----- Record set -----

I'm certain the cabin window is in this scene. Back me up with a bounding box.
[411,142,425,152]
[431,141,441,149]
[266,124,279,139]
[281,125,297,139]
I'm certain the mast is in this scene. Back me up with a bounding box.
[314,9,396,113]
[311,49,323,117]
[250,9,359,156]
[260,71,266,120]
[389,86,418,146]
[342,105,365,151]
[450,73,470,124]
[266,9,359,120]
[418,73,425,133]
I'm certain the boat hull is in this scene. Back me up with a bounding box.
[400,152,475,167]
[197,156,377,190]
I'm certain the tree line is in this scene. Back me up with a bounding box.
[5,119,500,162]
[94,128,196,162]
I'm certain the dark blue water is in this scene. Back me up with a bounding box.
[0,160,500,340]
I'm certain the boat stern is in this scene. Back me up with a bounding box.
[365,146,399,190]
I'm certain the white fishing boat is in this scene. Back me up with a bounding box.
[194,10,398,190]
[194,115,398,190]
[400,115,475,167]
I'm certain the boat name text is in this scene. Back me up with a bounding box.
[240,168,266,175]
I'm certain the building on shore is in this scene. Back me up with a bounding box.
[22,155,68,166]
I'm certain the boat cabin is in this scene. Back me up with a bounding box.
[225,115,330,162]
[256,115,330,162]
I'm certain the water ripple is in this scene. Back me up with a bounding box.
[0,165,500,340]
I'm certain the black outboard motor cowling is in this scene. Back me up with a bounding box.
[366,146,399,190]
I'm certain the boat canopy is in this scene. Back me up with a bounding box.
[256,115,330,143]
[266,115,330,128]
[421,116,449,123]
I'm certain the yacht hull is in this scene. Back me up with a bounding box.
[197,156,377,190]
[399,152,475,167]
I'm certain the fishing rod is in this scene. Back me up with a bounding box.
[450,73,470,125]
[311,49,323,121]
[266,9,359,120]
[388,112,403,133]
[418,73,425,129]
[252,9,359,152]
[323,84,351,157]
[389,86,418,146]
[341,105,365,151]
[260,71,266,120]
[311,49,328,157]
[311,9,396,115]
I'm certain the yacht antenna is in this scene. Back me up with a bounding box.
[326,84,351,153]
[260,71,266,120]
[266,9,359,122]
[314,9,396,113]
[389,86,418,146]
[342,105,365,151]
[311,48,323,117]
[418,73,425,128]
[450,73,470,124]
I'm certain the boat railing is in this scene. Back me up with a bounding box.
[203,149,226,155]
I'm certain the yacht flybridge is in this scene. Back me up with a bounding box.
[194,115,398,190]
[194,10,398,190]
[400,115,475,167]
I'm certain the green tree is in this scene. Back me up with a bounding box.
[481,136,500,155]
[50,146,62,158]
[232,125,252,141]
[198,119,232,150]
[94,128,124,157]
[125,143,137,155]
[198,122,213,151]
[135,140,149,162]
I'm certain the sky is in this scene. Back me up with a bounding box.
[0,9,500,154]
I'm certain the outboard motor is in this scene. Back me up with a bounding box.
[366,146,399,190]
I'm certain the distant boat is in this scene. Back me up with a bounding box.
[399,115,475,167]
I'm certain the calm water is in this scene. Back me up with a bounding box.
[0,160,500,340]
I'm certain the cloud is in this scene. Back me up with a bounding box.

-----

### [Task brief]
Write out all the entries above again, with every "I'm certain" changed to "I'm sure" and nothing else altered.

### [Solution to this task]
I'm sure the cabin window is in this scene. Back me up with a bounding box.
[411,142,425,152]
[431,141,441,149]
[266,124,279,139]
[281,125,297,139]
I'm sure the mast is in this scene. Back me up with a bounding box.
[314,9,396,113]
[311,49,323,117]
[250,9,359,156]
[260,71,266,120]
[389,86,418,146]
[342,105,365,151]
[450,73,470,124]
[266,9,359,120]
[418,73,425,133]
I'm sure the boat hull is in this scene. Back me up with a bounding box.
[400,152,475,167]
[197,156,377,190]
I'm sure the tree line is in this scene. Back me up with a bounding box.
[5,119,500,162]
[94,128,196,162]
I'm sure the dark blue water is in this scene. Back me up with a bounding box.
[0,160,500,340]
I'm sure the boat stern is in this scene. Back me up with a bounding box.
[365,146,399,190]
I'm sure the white fishing boat is in this scene. Back me up with a bounding box.
[194,10,398,190]
[194,115,398,190]
[400,115,475,167]
I'm sure the boat name text is in this scene. Back me up with a bounding box.
[240,168,266,175]
I'm sure the building on shore is in this scene. Back me up with a bounding box.
[22,155,68,166]
I'm sure the boat cabin is in this scene. Back me up with a bounding box.
[225,115,330,162]
[256,115,330,162]
I'm sure the water ripple is in this scene. Back me up with a bounding box.
[0,165,500,340]
I'm sure the black outboard motor cowling is in this scene. Back me up with a bounding box.
[366,146,399,190]
I'm sure the boat canopy is in this scene. Back me up with a bounding box.
[256,115,330,143]
[266,115,330,128]
[421,116,449,123]
I'm sure the yacht hull is in this scene. Back me up with a bounding box.
[197,156,377,190]
[399,152,475,167]
I'm sure the fishing rod is in this scene. Back me up with a bounding box.
[450,73,470,125]
[311,49,323,121]
[266,9,359,120]
[388,112,403,133]
[418,73,425,129]
[252,9,359,152]
[323,84,351,157]
[389,86,418,146]
[341,105,365,151]
[260,71,266,120]
[311,49,328,157]
[311,9,396,115]
I'm sure the yacht antenna is in this scene. Back me up with a bounding box.
[326,84,351,153]
[260,71,266,120]
[266,9,359,122]
[314,9,396,113]
[389,86,418,146]
[342,105,365,151]
[311,48,323,117]
[418,73,425,128]
[450,73,470,124]
I'm sure the boat railing is in this scene. Back me up with a bounding box.
[203,149,226,155]
I'm sure the yacht flybridge is in this scene. Back me up with a bounding box.
[194,115,398,190]
[194,10,398,190]
[400,115,475,167]
I'm sure the green tree is in this scene. Back me up with a bounding box.
[481,136,500,155]
[50,146,62,158]
[232,125,252,141]
[198,119,232,150]
[94,128,124,157]
[125,143,137,155]
[198,122,213,151]
[135,140,149,162]
I'm sure the sky is in this scene. Back me up with a bounding box.
[0,9,500,154]
I'm sure the outboard motor is in this scene. Back me up with a bounding box.
[366,146,399,190]
I'm sure the distant boat is in this scene. Back me up with a bounding box.
[399,115,475,167]
I'm sure the calm water is in this scene. Back me up with a bounding box.
[0,160,500,340]
I'm sure the cloud is in this scene. Back me up with a bounding box.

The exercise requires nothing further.